▸ **ページ本文**:

父親は六人兄弟(全員男性)の五男です。
父親の兄弟は、戦中戦後の食糧難の時代に生まれましたので、
上から都会に出て行き、五男の父親が実家を継いでいます。
私は地元で開業していますので、伯父達をご存じの患者さんも多くおられます。
「長男さんとは同級生だ。」「次男さんは体力があって働き者だった。」などと教えて頂きます。
長男の伯父は、静岡県浜松市浜北区で日本ロックという会社を経営しています。
この会社は、四輪車、二輪車、産業機器などの電装部品を作っています。
34年前に創業し、徐々に規模を拡大し、現在では、本社、支社、
技術センター、上海有限公司、タイ拠点を有しています。
医療と工業とでは分野が異なりますが、労務、経営理念、職場の環境整備などは共通点も多いはずで、
会社見学や伯父の経営哲学を聞くことは、クリニックの運営に役立つと考えました。
私から見学させてほしいと申し出て、ゴールデンウィークを利用して、一泊二日で浜松に行きました。
1日目は、社員の方に技術センターを案内して頂きました。
連休中にもかかわらず出社して頂き、いろいろ教えて頂き、ありがとうございました。
山田部長は歴史にも詳しく、移動中の車内で、徳川家康に関係する合戦の場所や、
浜松城の歴史などを教えて頂きました。
2日目は伯父に本社を案内してもらいました。
伯父とは、食事も宿泊も移動も、ずっと一緒でしたので、いろいろな話を聞くことができました。
以下に、印象に残った内容を記載します。

▸ **提供データ**:
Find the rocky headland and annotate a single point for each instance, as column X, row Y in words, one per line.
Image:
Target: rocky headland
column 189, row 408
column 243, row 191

▸ **必要な作業**:
ページ本文の「私から見学させてほしいと申し」から「以下に、印象に残った内容を記載します。」までを、一字も変えずに書き写すこと。

▸ **問題の解答**:
私から見学させてほしいと申し出て、ゴールデンウィークを利用して、一泊二日で浜松に行きました。
1日目は、社員の方に技術センターを案内して頂きました。
連休中にもかかわらず出社して頂き、いろいろ教えて頂き、ありがとうございました。
山田部長は歴史にも詳しく、移動中の車内で、徳川家康に関係する合戦の場所や、
浜松城の歴史などを教えて頂きました。
2日目は伯父に本社を案内してもらいました。
伯父とは、食事も宿泊も移動も、ずっと一緒でしたので、いろいろな話を聞くことができました。
以下に、印象に残った内容を記載します。